### SUPPLIED PASSAGE
Not Currently Available
FEMA has $9.6 billion in disaster relief funds. More than 300 responders ready to deploy. A record-breaking blizzard buried the Northeast. Individual assistance: not currently available.
Providence, Rhode Island measured 33.5 inches of snow on February 22 and 23 — the biggest single snowstorm in the city’s recorded history, breaking the 28.6-inch record set by the Blizzard of 1978. That storm shut down the state for a week and prompted a generation of investment in federal emergency preparedness.
At the peak of this one, more than a million customers lost power across the Northeast. Eversource told customers in Massachusetts and Connecticut to expect three to five days for restoration. Wind gusts exceeded 80 miles per hour on Cape Cod, where more than 80 percent of Barnstable County went dark. Babylon, New York recorded 29.5 inches. Newark set its second-highest snowfall on record.
People are without heat in February. Elderly residents. Families with medically fragile members who depend on electricity. The storm that built the modern case for federal emergency management has been surpassed, and the federal emergency management agency’s website says this:
Individual and Family Assistance: Not currently available.
Please access state and local resources.
FEMA’s Disaster Relief Fund held approximately $30 billion at the end of December 2025. On February 14, the continuing resolution funding the Department of Homeland Security expired. The DRF dropped to about $9.6 billion — more than two-thirds of the fund, gone overnight.
That $9.6 billion is non-lapsing. Congress designed it to survive exactly this scenario — to sustain disaster response regardless of political standoffs over appropriations. A firewall between political crises and emergency capacity.
On February 18, DHS required written departmental approval for all FEMA travel — including travel charged to the Disaster Relief Fund. More than 300 responders preparing for deployment were told to stand down.
The DRF is explicitly “not affected by the lapse in appropriation,” according to former FEMA chief of staff Michael Coen. The statutory structure supports him. The fund exists to operate through shutdowns. But DHS gated independently authorized money through an approval process housed in a department that can barely function.

### GIVEN RECORDS
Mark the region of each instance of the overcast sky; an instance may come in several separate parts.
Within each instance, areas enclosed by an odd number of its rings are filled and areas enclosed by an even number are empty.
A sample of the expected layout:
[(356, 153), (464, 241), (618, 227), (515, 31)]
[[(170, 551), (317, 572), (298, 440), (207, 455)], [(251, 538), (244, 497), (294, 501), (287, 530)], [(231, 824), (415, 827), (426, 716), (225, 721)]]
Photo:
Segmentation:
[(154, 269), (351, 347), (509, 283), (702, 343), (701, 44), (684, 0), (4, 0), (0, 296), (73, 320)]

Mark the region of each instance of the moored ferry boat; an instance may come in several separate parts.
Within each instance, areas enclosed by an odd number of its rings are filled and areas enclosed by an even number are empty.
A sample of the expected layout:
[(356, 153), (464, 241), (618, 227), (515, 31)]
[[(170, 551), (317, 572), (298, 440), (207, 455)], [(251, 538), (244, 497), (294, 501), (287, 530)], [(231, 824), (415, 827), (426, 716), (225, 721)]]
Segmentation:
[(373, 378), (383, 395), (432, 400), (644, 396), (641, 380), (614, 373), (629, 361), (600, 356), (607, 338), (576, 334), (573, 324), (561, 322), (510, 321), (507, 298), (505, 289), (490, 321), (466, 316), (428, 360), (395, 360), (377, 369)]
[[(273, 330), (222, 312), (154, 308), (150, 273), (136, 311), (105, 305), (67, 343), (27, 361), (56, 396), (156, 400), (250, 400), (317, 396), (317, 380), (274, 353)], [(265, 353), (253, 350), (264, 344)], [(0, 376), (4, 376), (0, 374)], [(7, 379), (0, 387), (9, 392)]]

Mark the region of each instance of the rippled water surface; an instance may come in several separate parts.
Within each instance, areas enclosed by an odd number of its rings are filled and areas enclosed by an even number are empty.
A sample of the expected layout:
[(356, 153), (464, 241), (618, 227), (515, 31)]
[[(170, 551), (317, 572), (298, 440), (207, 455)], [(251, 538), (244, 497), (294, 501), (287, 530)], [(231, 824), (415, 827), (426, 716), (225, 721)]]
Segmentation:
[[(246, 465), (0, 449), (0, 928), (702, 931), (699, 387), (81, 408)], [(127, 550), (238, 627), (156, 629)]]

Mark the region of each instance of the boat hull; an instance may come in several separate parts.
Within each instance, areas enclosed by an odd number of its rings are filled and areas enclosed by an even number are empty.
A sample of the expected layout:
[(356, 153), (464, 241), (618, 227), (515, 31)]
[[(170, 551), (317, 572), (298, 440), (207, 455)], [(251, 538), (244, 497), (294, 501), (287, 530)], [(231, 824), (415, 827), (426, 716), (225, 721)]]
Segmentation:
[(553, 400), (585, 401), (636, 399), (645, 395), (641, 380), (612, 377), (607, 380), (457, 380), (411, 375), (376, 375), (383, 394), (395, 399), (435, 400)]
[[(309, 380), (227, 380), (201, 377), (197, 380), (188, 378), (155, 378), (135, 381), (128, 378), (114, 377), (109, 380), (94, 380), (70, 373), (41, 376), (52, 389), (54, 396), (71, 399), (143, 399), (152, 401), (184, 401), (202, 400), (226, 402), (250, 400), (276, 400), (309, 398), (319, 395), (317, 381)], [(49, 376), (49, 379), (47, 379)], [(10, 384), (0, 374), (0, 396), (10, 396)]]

### USING THE INFORMATION
(1) Using the passage about FEMA and the blizzard, explain in one to three sentences why Congress made the $9.6 billion in the Disaster Relief Fund non-lapsing.
(2) In the passage about FEMA and the blizzard, how many inches of snow did Babylon, New York record?
(3) From the passage about FEMA and the blizzard, write out the part starting with "On February 18, DHS" and going on through "can barely function.", swapping "responders" for "staff members".
Use only the passage about FEMA and the blizzard for the work that comes after the items.

### TASK SOLUTIONS
(1) Congress designed the fund to survive this kind of scenario and keep disaster response going regardless of political standoffs over appropriations. It serves as a firewall between political crises and emergency capacity.

(2) 29.5 inches.

(3)
On February 18, DHS required written departmental approval for all FEMA travel — including travel charged to the Disaster Relief Fund. More than 300 staff members preparing for deployment were told to stand down.
The DRF is explicitly “not affected by the lapse in appropriation,” according to former FEMA chief of staff Michael Coen. The statutory structure supports him. The fund exists to operate through shutdowns. But DHS gated independently authorized money through an approval process housed in a department that can barely function.